- Exercise task
Copy the part of the listing that opens with the line containing "One point goes on each instance of the digital" and runs through the end of the listing, renaming "gold faucet" to "brass faucet" and leaving everything else unchanged.

(Pointing listing)

───

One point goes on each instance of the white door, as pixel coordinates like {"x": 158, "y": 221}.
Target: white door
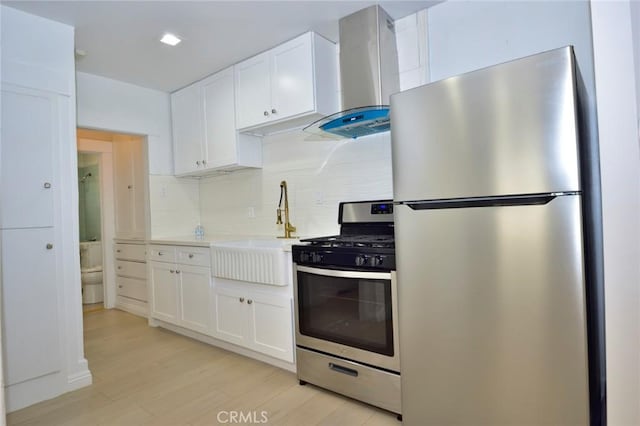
{"x": 29, "y": 131}
{"x": 219, "y": 119}
{"x": 123, "y": 187}
{"x": 271, "y": 322}
{"x": 164, "y": 291}
{"x": 195, "y": 292}
{"x": 139, "y": 190}
{"x": 186, "y": 117}
{"x": 31, "y": 334}
{"x": 292, "y": 78}
{"x": 230, "y": 314}
{"x": 253, "y": 91}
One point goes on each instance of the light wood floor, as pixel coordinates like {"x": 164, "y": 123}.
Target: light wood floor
{"x": 150, "y": 376}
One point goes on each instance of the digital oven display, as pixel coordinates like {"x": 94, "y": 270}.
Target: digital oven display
{"x": 383, "y": 208}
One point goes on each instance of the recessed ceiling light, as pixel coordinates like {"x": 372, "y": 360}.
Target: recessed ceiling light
{"x": 170, "y": 39}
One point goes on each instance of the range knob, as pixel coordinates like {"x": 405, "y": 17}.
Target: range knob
{"x": 378, "y": 261}
{"x": 362, "y": 260}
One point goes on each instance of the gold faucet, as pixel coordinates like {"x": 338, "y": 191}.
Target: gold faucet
{"x": 288, "y": 227}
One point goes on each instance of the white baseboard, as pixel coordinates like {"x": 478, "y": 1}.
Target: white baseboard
{"x": 225, "y": 345}
{"x": 132, "y": 306}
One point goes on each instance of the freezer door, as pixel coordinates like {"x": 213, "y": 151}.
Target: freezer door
{"x": 504, "y": 130}
{"x": 492, "y": 315}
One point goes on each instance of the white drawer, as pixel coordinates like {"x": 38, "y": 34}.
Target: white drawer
{"x": 197, "y": 256}
{"x": 130, "y": 251}
{"x": 162, "y": 253}
{"x": 131, "y": 269}
{"x": 132, "y": 287}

───

- Result for this task
One point goes on each instance of the digital oven display, as pixel coordinates like {"x": 94, "y": 270}.
Target: digital oven display
{"x": 383, "y": 208}
One point goes on each instance of the recessed ceiling light, as pixel coordinates like {"x": 372, "y": 360}.
Target: recessed ceiling light
{"x": 170, "y": 39}
One point goes on each instance of the range knob, as pixel coordinates like {"x": 405, "y": 17}.
Target: range knob
{"x": 378, "y": 261}
{"x": 362, "y": 260}
One point goes on each instance of the brass faucet, as pixel coordinates like {"x": 338, "y": 191}.
Target: brass faucet
{"x": 288, "y": 227}
One point goes on each instance of the white baseboard, as pixel coordinates like {"x": 478, "y": 1}.
Target: white baseboard
{"x": 225, "y": 345}
{"x": 132, "y": 306}
One point goes on each instance of the freezer door, as pixel coordinates like {"x": 213, "y": 151}.
Target: freezer door
{"x": 504, "y": 130}
{"x": 492, "y": 315}
One point goes on each instance of the white drawer, as pixel coordinates like {"x": 38, "y": 34}.
Target: white drawer
{"x": 197, "y": 256}
{"x": 130, "y": 251}
{"x": 162, "y": 253}
{"x": 131, "y": 269}
{"x": 132, "y": 287}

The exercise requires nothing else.